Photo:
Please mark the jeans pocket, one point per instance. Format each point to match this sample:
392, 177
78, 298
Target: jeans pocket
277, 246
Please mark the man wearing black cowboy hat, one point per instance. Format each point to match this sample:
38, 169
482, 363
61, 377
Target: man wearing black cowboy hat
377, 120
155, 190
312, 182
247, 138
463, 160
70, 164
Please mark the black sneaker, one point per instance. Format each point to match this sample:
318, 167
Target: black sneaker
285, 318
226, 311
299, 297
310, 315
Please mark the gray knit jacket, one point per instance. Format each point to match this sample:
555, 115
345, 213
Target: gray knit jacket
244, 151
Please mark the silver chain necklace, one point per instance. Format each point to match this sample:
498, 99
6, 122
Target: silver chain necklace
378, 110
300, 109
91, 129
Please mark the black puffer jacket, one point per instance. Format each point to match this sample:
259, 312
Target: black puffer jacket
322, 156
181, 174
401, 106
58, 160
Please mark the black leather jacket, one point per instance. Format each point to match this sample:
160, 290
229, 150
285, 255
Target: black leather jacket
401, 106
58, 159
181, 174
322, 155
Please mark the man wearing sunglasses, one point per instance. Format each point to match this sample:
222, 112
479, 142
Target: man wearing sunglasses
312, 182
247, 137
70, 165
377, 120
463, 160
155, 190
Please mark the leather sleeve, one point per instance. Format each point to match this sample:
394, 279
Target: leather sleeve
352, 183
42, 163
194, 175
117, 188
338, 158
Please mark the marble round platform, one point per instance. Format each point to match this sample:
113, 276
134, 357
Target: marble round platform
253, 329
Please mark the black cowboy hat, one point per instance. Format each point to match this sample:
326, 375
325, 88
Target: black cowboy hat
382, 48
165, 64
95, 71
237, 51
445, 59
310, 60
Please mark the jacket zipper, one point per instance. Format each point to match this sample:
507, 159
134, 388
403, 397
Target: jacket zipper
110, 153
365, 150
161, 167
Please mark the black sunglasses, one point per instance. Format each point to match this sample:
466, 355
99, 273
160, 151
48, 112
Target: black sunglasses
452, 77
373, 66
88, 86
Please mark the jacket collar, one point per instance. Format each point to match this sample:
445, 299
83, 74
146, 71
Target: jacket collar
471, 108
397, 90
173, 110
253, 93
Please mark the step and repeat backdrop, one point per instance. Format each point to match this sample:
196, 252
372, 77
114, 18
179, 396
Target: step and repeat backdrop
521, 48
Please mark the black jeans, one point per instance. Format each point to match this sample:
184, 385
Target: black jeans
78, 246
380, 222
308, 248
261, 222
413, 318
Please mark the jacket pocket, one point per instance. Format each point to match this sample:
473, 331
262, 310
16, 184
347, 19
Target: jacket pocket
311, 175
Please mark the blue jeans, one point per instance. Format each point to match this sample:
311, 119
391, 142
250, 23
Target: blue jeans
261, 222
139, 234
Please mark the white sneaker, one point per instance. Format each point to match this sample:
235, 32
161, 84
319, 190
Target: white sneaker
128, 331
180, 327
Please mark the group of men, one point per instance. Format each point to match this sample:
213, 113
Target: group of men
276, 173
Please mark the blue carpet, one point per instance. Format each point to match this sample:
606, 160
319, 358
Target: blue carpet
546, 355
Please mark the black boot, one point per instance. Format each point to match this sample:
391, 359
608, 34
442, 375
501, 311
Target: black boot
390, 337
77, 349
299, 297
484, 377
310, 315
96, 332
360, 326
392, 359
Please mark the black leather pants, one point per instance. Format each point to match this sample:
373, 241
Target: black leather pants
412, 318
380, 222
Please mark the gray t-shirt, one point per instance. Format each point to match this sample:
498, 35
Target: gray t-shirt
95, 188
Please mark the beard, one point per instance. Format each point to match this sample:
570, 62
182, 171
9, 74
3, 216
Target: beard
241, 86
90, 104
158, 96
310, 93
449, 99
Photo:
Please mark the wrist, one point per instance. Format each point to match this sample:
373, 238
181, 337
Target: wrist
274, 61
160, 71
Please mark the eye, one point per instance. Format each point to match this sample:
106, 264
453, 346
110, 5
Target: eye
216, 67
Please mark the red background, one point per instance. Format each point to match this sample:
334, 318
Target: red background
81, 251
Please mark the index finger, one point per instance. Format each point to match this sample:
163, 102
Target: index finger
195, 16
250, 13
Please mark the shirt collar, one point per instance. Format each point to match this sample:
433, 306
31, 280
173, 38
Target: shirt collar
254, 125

> TASK BRIEF
Set every record down again, exactly as given.

> RESULT BELOW
Photo:
Please mark the jeans pocket, one point per instance. Format each point to match this sample:
392, 177
78, 298
Target: jeans pocket
277, 246
Please mark the man wearing black cowboy hat, one point per instance. Format each point to match this sample:
38, 169
482, 363
61, 377
Target: man wearing black cowboy hat
377, 120
155, 190
312, 182
247, 138
463, 160
70, 164
Please mark the black sneaker, one point per instance. Format each point to match this sample:
318, 167
Target: black sneaker
285, 318
226, 311
299, 297
310, 315
Please mark the gray knit jacket, one point per instance. Format each point to match this sample:
555, 115
345, 213
Target: gray knit jacket
244, 151
Please mark the silver chain necklace, one point per instance. Format each point to match this sample:
498, 99
6, 122
Target: silver chain necklace
378, 110
300, 109
91, 129
Please mark the black puffer jacket, one point per instance. Format each point to match this sample:
259, 312
Target: black puffer jacket
322, 156
181, 174
401, 106
58, 160
Please mark the black leather jacket, one point per instance. Format each point to match this sample:
160, 290
229, 150
285, 255
Target: black leather jacket
401, 106
58, 159
181, 174
322, 155
Please mark the man wearing sunglasses, one point per instance. Format each point to match this sample:
222, 112
479, 142
Target: man wearing sunglasses
312, 182
247, 137
70, 165
377, 120
463, 160
155, 190
Please mark the leather sleeve, one point per instance. Format each point to match this sample:
394, 279
Target: leather sleeve
352, 183
42, 163
194, 175
117, 188
338, 158
Please mark the marble round platform, one point per instance. Format each point to match this sample:
113, 276
134, 357
Target: marble round platform
253, 329
Please mark the black cowboy hat, one point per instance. Format each point to match this sample:
326, 375
325, 88
Target: black cowboy hat
382, 48
165, 64
95, 71
237, 51
445, 59
310, 60
Please mark the jacket zipper, one point per instance. Format each point to match this sample:
507, 159
134, 388
403, 397
Target: jacket zipper
110, 153
365, 150
161, 167
Please mark the black sunglasses, one point per instance. Format each point to match this sample:
466, 355
99, 273
160, 151
48, 112
Target: black sunglasses
452, 77
373, 66
88, 86
Please mark the jacket collar, one point per instance. Format each point to match this sample:
445, 299
83, 74
146, 71
Target: jacket collar
471, 108
397, 90
173, 110
253, 93
Please mark the step and repeat backdrop, one point per instance. Format each point to match this sample:
196, 252
372, 77
114, 18
179, 396
Target: step and repeat backdrop
521, 48
Please mark the black jeans, one point per instance. Format each point to match this sample:
184, 385
Target: black jeans
78, 246
380, 222
308, 248
261, 222
413, 318
Please mark the jacket pocket, one point per instance. Format each point to match this sample:
473, 331
262, 310
16, 184
347, 19
Target: jacket pocket
311, 175
Please mark the blue jeans, one point per instance. Format each point to match this sample:
311, 119
391, 142
250, 23
Target: blue jeans
261, 222
139, 234
Please mark the white sneaker, one point per instance. Format each point to match this sample:
235, 32
161, 84
319, 190
Target: white sneaker
128, 331
180, 327
Please mark the group of men, one point per instance. Format each point to match this sample:
213, 113
Target: group of men
276, 173
Please mark the blue carpet, one point per instance. Format each point to match this sample:
606, 160
319, 358
Target: blue carpet
546, 355
Please mark the black boot, one point per instance. Format each point to match this sample:
391, 359
608, 34
442, 375
501, 311
Target: black boot
390, 337
77, 349
299, 297
484, 377
310, 315
96, 332
360, 326
392, 359
Please mark the black leather pants, one point per instance. Format each point to match this sample:
373, 241
Target: black leather pants
412, 318
380, 222
Please mark the gray t-shirt, one point per instance. Format each point to match this sample:
498, 35
Target: gray t-shirt
95, 188
Please mark the beard, one point per instance. Format each point to match this sample:
570, 62
182, 171
9, 74
3, 216
Target: beard
241, 86
90, 104
158, 96
310, 93
449, 99
Photo:
Please mark the wrist, one point per instance. Format each point to match this sample:
373, 238
181, 337
Target: wrist
274, 61
160, 71
Please mark the eye, one point per instance. Format each point to match this sample:
106, 264
453, 346
110, 5
Target: eye
216, 67
Please mark the red background, one point per instance. Format each point to match this sample:
334, 318
Target: red background
81, 251
Please mark the index finger, one point per instance. Format each point to match this sample:
163, 102
Target: index finger
195, 16
250, 13
Please mark the shirt collar, one point per instance. Format each point to match this sample:
433, 306
31, 280
173, 38
Target: shirt collar
254, 125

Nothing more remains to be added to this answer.